** Begin RECORD LIST **

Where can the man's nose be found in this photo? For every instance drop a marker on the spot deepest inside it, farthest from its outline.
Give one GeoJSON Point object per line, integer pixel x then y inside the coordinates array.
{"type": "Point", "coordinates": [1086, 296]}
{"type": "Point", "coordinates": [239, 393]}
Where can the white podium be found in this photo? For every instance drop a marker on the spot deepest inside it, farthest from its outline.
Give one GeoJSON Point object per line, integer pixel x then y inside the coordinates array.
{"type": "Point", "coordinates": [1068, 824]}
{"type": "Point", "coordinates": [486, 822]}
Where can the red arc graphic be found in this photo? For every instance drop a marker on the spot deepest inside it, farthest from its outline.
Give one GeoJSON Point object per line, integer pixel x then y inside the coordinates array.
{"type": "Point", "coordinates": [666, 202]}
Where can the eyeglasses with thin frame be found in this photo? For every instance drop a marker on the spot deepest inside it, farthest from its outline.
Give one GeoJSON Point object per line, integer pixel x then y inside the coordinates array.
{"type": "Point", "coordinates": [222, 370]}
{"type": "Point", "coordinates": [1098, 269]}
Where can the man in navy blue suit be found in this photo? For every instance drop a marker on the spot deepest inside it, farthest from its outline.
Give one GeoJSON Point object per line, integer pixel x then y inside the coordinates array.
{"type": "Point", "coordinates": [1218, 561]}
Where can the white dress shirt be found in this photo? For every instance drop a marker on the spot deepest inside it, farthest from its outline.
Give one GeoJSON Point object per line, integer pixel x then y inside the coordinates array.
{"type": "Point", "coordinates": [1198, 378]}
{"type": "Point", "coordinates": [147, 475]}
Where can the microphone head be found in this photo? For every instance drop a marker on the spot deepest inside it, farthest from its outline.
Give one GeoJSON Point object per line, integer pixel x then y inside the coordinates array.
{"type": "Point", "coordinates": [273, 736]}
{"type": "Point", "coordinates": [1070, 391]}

** End RECORD LIST **

**SHORT EXERCISE:** Print the stretch of the records from the line containing "Where can the man in" through the end of the records, word for word.

**TASK SOLUTION:**
Where can the man in navy blue suit be found in this photo? For every instance drop a marker on the spot deepest inside it, farthest from its outline.
Give one GeoJSON Point object per line, integer pixel x then y inside the coordinates array.
{"type": "Point", "coordinates": [1218, 561]}
Where can the white dress shirt be found in this photo? For every instance drop a marker on the spot deepest inside it, farthest from its outline.
Give one GeoJSON Point object per line, integer pixel x then y inside the coordinates array.
{"type": "Point", "coordinates": [1198, 378]}
{"type": "Point", "coordinates": [147, 475]}
Where can the microphone head be found in this photo? For every instance drop a marker on the spot deepest inside it, farthest from its outline.
Give one GeoJSON Point object per line, integer pixel x then y inside the coordinates array.
{"type": "Point", "coordinates": [273, 736]}
{"type": "Point", "coordinates": [1070, 391]}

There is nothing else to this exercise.